▽

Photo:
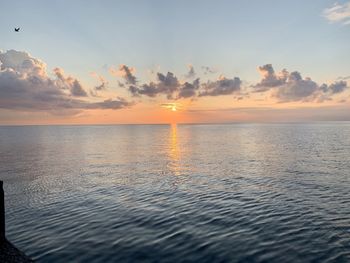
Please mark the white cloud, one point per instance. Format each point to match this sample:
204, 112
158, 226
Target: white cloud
25, 85
338, 13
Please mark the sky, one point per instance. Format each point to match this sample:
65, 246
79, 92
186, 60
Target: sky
108, 62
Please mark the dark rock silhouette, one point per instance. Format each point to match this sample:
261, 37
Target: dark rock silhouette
8, 252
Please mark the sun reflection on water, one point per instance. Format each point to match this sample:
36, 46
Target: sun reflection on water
174, 151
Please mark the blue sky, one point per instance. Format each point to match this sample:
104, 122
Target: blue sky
234, 38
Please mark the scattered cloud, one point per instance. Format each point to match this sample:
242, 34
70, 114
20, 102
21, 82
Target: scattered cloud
103, 81
125, 72
338, 13
25, 85
188, 90
69, 83
208, 70
292, 86
191, 73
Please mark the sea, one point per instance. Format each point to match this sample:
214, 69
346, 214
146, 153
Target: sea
242, 192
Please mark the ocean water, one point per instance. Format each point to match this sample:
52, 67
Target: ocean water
179, 193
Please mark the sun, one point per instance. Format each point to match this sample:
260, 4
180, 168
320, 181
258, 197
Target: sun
173, 106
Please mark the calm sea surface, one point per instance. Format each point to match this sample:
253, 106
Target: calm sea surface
179, 193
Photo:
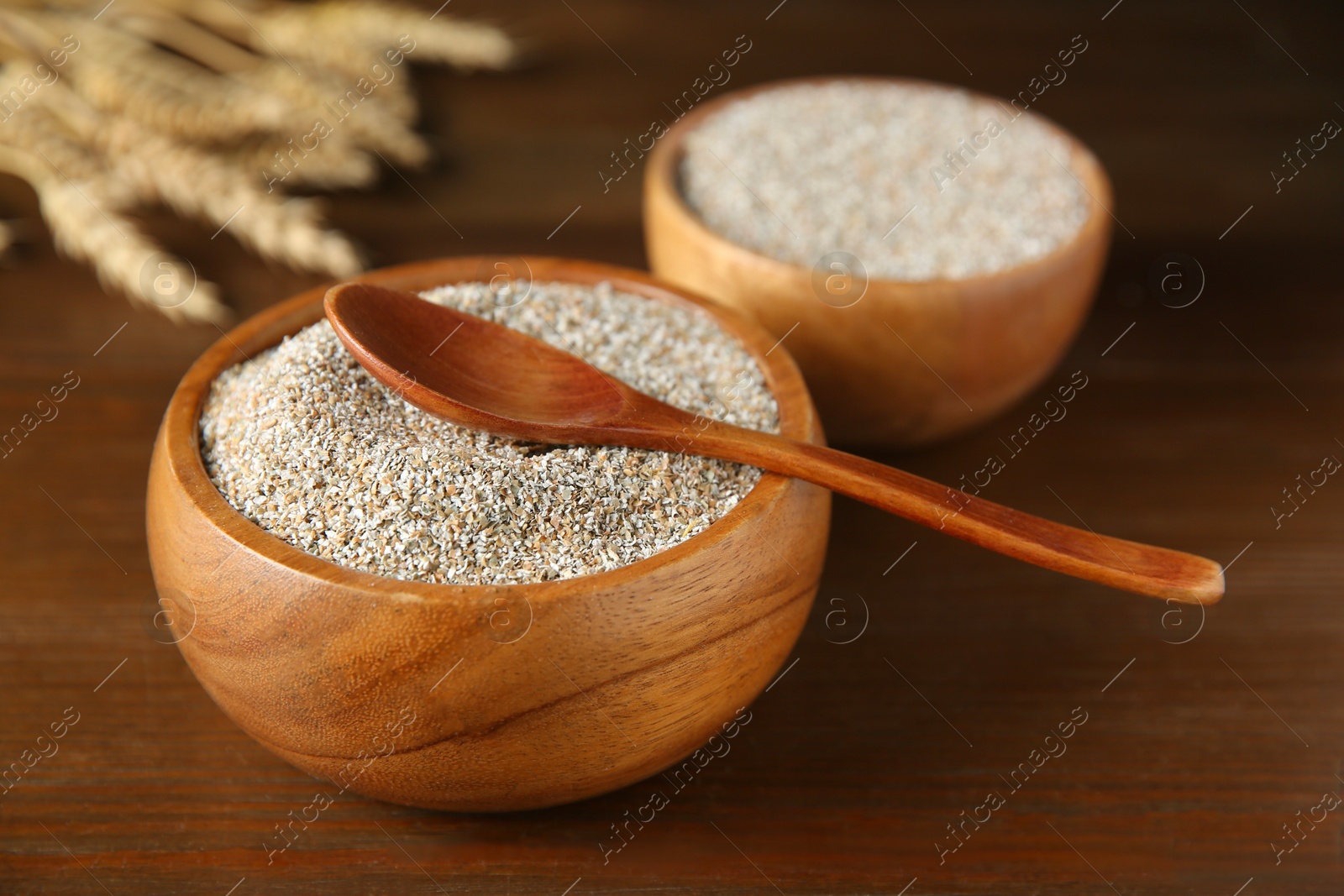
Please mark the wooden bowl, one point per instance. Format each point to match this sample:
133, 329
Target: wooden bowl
481, 698
972, 347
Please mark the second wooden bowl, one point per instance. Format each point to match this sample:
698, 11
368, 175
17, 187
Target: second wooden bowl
911, 362
481, 698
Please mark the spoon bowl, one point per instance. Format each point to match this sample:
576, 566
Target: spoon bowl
504, 382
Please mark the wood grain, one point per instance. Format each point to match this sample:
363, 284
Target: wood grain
480, 698
847, 775
905, 363
486, 376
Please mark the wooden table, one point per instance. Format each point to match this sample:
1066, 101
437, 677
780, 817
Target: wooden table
1203, 736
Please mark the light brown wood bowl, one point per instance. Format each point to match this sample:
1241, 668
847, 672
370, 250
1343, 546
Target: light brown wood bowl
990, 338
617, 676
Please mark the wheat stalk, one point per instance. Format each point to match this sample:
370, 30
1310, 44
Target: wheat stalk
213, 107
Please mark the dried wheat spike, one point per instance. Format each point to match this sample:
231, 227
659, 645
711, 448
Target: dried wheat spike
205, 186
121, 255
213, 107
351, 34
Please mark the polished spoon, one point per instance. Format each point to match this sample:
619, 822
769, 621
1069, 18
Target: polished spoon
487, 376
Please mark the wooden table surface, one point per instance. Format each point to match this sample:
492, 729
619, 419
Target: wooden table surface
1205, 735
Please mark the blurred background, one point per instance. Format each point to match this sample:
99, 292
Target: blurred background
1206, 736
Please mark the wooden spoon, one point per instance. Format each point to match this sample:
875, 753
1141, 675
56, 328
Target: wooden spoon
486, 376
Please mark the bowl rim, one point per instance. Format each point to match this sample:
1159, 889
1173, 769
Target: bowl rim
181, 430
663, 174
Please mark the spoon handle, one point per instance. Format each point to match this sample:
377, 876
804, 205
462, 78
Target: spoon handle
1142, 569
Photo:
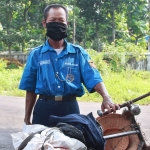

△

» WHAT IS BEING ASKED
Find every line in the data above that contains the word "brown", matching case exactly, and copy each of those lines in full.

» ANSWER TO THIS TASK
Please mark the light brown wood bowl, one point per instance. Format each point to match this sample:
Target: light brown wood bowl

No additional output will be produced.